§ **TEXT UNDER STUDY**
# OFA results for my "Izzy!"



## robinhuerta (Apr 21, 2007)

OFA results came back for my *Izzy*.......
*Elbows: Normal*
*Hips: EXCELLENT! :happyboogie:*

I am very happy with the OFA results.
*Congrats to her breeder: Kim at Justk9s. :thumbup: *

Though I will admit......I would be just as happy with her if she were OFA Fair.......she is just a wonderful female all around! :wub:

_*We plan to breed Izzy this Fall, after she is titled.*_


----------



## BritneyP (Oct 26, 2006)

Huge congrats! 

Just submitted my girl's and I am anxiously awaiting the results


----------



## Courtney (Feb 12, 2010)

Great news!

What's the average turn around time with getting results back from the OFA?

I would be on pins & needles waiting


----------



## robinhuerta (Apr 21, 2007)

I think it was about 3 weeks...give or take a day.
I wasn't on pins and needles for her, because her xrays were actually done by an Ortho Vet in Madison, WI.
The vet said that the hips & elbows were very, very nice.......and she was pre-limbed before a year old.
BUT.....until the final results come back....you still wonder what they will grade them at.

I am especially happy for her *breeder......*many of us (breeders) maintain stomach knots for/with their puppy buyers when each set of xrays get submitted.....even when pre-limbs show no problem.


----------



## onyx'girl (May 18, 2007)

Congrats on Izzy's results! When I had Karlo's done, it was longer because the vet who did them sent them to OFA in a 'bundle' thus causing a back-up of getting them evaluated. This is all he does, so probably sends his weeks worth of x-ray's all at the same time. I had to wait a month to get my results.


----------



## Courtney (Feb 12, 2010)

That's not bad considering the amount of x-rays they must view.


----------



## onyx'girl (May 18, 2007)

I know, and wonder if they have eye strain after all that tedious viewing.


----------



## Danielle609 (Jun 18, 2011)

Congrats Robin!!! :toasting: That is awesome! She is a beautiful dog! Is she DDR?? I have to say I love the looks of the DDR dogs. I think Melinda's Buzz was the first one that I saw. Love the reverse raccoon eyes! They are so bold! So does she get a nice steak to celebrate??


----------



## Liesje (Mar 4, 2007)

Congrats!

I'm on pins and needles myself, waiting on a-stamps (which will probably take more like 3 months).


----------



## selzer (May 7, 2005)

That's awesome, Robin.


----------



## hallix (May 18, 2011)

I remember Izzy when she was a puppy. I was completely and TOTALLY in love with her. xD Congratulations!


----------



## Wolfgeist (Dec 4, 2010)

AMAZING NEWS!!! I LOVE to see Excellents added into breeding programs... we need more excellents in the gene pool!


----------



## _Crystal_ (Jun 28, 2011)

Congrats!


----------



## JakodaCD OA (May 14, 2000)

HUGE congrats! and I just love Kim's dogs they are all so gorgeous


----------



## BlackthornGSD (Feb 25, 2010)

That's exciting news--what a thrill!

I was trying to find the "LIKE" button on here, but no luck.


----------



## elisabeth_00117 (May 17, 2009)

Congrats!!!

What a great feeling for both you and her breeder!

*I think this thread warrants a photo of Izzy..... don't you all agree.. ?


----------

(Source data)
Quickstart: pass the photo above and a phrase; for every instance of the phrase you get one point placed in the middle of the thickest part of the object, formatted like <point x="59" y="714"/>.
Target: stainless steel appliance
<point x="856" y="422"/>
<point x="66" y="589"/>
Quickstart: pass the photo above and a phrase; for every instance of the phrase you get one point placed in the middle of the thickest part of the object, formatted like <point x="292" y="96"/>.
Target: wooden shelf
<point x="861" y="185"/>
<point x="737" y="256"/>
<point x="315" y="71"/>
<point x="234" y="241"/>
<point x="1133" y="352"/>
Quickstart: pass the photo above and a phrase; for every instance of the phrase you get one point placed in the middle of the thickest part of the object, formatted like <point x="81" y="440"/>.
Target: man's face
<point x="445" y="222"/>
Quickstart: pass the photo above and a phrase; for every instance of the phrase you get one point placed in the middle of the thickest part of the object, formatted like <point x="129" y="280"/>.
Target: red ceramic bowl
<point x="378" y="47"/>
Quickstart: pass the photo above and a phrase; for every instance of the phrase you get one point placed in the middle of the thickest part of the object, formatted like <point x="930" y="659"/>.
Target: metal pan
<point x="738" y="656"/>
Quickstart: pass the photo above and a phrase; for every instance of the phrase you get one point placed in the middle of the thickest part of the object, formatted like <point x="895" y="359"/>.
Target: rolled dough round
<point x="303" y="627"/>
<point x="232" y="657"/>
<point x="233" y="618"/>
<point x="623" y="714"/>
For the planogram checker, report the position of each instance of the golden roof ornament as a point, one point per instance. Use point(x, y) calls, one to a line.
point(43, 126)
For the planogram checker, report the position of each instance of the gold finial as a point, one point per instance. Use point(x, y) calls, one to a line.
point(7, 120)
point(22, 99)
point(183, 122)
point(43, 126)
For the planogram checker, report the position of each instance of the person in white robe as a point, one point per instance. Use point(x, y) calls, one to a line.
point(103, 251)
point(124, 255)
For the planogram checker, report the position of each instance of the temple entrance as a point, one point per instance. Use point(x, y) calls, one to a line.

§ **STUDY QUESTIONS**
**a)** Using the forum thread above, decide whether each statement agrees with it: (i) Izzy's hips were graded Excellent; (ii) Izzy's x-rays were done by an Ortho Vet in Milwaukee; (iii) the plan is to breed Izzy before she is titled. Answer yes or no for each and quote the deciding words of the thread.
**b)** Repeat word for word the part of the forum thread above that opens with "I'm on pins" and closes with "That's awesome, Robin.".

§ **RESULTS IN ORDER**
**a)**
(i) Yes: "Hips: EXCELLENT!"
(ii) No: "her xrays were actually done by an Ortho Vet in Madison, WI."
(iii) No: "We plan to breed Izzy this Fall, after she is titled."

**b)**
I'm on pins and needles myself, waiting on a-stamps (which will probably take more like 3 months).


----------



## selzer (May 7, 2005)

That's awesome, Robin.